Your task.
Count the lines in the records that contain the string "target", matching case exactly. Reply with the number alone.

## Start Data excerpts

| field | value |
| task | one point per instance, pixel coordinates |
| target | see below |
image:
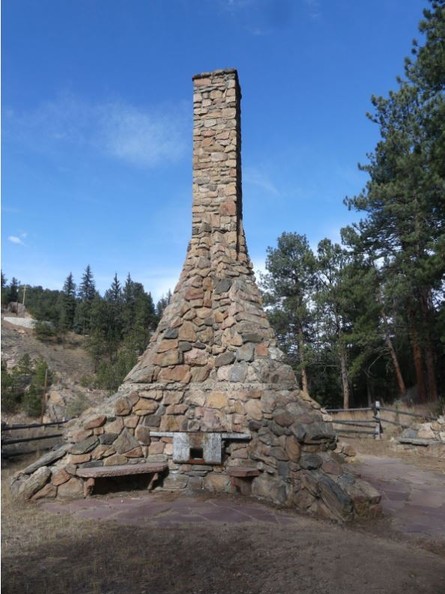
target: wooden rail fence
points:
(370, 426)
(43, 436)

## End Data excerpts
## Start Data excerpts

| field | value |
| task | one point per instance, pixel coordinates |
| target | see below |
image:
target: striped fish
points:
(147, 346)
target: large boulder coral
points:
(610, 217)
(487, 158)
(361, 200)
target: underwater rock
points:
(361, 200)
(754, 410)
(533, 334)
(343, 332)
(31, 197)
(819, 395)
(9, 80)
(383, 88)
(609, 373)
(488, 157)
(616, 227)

## End Data excerpts

The response.
6